Task statement - Of the records that follow, copy only the lines from the line containing "Target: dark storm cloud" to the line containing "Note: spot the mountain in", both included, exactly as written.

Data listing -
= = = = =

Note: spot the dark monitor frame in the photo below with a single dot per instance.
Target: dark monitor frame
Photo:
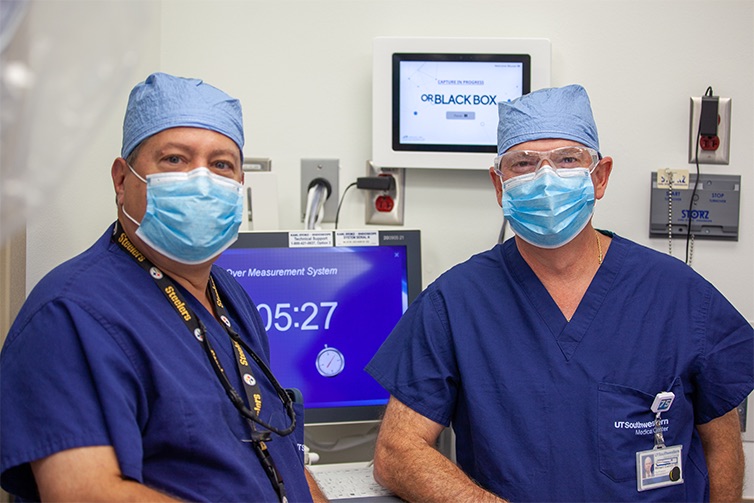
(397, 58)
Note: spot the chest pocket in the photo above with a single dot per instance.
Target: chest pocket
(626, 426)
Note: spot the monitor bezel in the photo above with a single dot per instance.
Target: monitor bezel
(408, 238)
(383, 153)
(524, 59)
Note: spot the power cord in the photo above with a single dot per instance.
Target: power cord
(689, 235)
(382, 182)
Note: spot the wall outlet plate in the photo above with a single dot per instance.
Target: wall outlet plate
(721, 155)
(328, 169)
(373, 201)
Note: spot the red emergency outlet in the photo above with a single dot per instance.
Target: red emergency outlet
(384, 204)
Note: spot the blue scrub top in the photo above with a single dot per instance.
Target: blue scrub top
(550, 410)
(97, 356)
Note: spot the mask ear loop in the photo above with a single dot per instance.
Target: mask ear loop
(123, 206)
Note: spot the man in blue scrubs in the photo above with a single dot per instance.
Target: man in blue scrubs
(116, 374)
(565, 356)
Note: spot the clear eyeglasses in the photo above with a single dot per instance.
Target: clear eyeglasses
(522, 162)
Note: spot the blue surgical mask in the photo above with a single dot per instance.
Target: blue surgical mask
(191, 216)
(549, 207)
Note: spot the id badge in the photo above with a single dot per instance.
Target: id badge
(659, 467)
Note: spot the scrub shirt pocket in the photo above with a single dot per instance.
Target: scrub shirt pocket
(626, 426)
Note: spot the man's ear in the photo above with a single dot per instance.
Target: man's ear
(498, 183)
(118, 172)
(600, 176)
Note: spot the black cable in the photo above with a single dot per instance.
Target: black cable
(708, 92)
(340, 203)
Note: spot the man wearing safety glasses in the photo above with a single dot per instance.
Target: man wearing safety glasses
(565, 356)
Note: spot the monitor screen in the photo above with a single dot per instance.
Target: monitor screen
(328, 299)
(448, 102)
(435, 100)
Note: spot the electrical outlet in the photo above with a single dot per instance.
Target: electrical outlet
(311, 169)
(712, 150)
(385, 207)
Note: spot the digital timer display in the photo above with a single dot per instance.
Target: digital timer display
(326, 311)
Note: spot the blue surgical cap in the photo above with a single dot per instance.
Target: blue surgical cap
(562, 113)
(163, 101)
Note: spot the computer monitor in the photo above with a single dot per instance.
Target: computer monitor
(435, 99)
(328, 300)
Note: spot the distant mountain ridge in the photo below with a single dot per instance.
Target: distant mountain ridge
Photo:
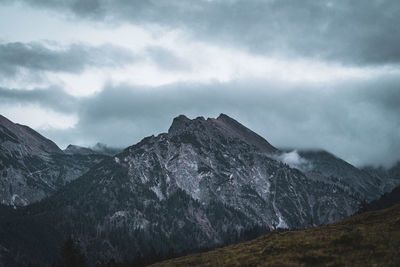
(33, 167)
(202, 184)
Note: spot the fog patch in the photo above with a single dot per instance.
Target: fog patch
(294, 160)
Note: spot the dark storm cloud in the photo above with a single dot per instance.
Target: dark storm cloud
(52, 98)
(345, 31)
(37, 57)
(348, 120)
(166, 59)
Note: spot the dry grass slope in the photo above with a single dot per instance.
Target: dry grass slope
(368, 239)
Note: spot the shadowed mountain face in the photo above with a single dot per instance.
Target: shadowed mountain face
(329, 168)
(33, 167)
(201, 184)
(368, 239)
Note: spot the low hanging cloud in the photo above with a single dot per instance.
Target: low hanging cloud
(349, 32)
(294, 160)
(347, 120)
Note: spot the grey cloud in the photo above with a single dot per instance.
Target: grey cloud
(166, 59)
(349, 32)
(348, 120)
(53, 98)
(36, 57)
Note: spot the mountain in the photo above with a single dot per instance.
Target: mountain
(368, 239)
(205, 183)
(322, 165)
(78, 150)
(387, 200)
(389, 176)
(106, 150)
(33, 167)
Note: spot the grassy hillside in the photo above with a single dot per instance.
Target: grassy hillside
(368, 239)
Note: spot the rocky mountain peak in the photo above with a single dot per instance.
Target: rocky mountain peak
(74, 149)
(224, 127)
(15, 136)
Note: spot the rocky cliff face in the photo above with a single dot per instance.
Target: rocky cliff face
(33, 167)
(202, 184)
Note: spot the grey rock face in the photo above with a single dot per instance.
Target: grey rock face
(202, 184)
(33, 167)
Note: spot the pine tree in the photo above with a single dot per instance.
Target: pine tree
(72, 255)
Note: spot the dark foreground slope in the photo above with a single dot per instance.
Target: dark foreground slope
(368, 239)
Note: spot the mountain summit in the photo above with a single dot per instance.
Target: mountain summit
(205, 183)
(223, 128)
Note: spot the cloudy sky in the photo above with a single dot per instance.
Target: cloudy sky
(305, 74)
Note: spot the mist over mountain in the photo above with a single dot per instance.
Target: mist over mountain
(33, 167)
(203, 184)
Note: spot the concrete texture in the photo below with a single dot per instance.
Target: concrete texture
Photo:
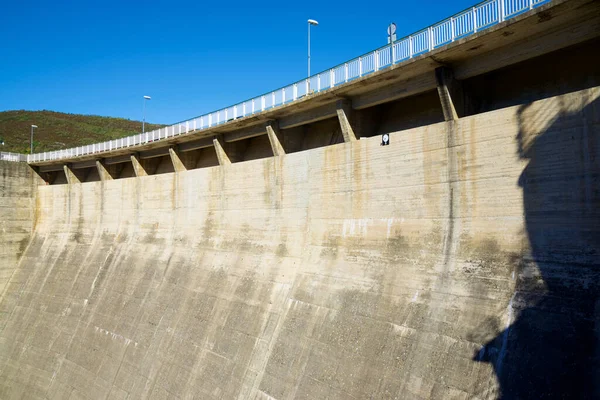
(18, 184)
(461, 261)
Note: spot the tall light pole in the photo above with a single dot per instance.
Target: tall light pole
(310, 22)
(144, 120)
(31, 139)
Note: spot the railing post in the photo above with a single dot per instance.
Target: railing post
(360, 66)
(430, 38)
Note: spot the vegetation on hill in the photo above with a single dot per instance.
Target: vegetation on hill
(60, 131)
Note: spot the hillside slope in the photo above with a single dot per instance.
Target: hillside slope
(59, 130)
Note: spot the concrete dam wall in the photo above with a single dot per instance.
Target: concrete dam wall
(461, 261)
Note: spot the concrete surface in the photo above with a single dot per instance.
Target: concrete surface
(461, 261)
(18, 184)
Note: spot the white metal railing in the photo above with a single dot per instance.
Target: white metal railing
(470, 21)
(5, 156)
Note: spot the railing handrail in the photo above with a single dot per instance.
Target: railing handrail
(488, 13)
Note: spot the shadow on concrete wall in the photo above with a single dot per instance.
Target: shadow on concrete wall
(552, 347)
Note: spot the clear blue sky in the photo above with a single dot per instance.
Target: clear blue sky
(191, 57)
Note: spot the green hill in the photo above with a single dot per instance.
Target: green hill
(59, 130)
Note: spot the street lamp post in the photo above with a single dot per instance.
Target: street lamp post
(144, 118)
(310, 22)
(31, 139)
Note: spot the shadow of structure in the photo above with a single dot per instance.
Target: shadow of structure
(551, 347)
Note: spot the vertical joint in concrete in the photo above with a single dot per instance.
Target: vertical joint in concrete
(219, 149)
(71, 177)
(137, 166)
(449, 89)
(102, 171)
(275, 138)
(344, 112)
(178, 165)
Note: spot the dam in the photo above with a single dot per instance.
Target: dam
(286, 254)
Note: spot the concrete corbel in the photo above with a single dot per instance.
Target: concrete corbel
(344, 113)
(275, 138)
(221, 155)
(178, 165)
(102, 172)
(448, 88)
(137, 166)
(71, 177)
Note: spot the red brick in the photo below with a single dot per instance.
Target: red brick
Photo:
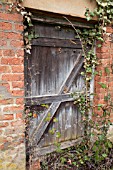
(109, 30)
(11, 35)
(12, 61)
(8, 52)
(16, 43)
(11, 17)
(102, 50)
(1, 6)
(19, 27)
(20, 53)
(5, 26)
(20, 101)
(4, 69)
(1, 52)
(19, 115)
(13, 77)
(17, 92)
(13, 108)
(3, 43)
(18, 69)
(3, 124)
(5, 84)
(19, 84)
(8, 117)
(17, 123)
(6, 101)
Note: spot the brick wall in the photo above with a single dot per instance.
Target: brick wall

= = = = =

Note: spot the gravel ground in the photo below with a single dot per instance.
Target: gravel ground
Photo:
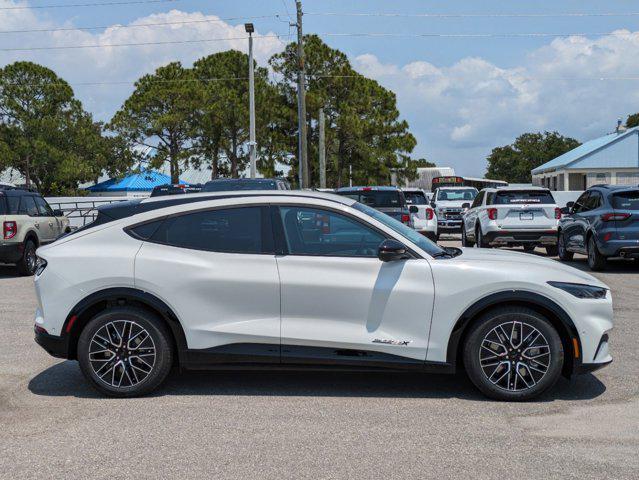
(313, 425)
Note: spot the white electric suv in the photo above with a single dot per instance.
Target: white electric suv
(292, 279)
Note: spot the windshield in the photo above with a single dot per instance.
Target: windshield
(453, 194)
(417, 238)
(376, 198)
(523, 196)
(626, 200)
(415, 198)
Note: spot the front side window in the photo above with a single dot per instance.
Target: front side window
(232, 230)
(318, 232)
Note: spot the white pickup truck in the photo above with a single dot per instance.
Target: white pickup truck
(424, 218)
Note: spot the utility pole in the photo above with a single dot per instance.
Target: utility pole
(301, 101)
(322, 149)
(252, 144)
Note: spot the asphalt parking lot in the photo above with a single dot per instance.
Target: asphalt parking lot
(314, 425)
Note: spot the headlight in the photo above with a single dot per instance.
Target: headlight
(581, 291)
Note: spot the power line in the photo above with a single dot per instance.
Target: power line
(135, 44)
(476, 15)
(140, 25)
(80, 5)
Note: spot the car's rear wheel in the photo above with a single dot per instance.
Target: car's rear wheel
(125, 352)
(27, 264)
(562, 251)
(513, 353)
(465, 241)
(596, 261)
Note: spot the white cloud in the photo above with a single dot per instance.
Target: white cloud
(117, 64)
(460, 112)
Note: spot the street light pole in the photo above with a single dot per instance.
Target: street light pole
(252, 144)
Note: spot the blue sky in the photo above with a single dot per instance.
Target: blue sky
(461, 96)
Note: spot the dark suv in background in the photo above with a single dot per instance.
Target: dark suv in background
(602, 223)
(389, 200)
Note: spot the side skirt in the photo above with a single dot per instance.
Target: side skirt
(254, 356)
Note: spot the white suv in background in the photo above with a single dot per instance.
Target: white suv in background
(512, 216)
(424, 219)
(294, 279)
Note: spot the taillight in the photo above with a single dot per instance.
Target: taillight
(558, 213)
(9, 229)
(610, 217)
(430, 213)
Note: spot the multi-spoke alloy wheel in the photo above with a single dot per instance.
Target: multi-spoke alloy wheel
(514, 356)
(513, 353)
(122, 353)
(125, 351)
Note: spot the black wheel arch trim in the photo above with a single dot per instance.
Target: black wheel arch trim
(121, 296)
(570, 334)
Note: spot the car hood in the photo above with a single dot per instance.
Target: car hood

= = = = =

Task output -
Target: dark storm cloud
(52, 98)
(345, 31)
(37, 57)
(348, 120)
(166, 59)
Note: spot the dry grass slope in the photo above with a single dot per instance.
Target: dry grass slope
(368, 239)
Note: spot the shadowed mountain face in the photo above with a single dot per instance.
Target: shadowed mountain face
(329, 168)
(33, 167)
(201, 184)
(368, 239)
Note: spot the low hanging cloud in the photo above with a single dot per instance.
Target: low hanging cloud
(349, 32)
(294, 160)
(347, 120)
Note: spot the grey cloud in the photo above with a single dot per instance.
Target: grey cloud
(166, 59)
(349, 32)
(348, 120)
(53, 98)
(36, 57)
Note: spot the mountain in the photo above with a single dot per instance.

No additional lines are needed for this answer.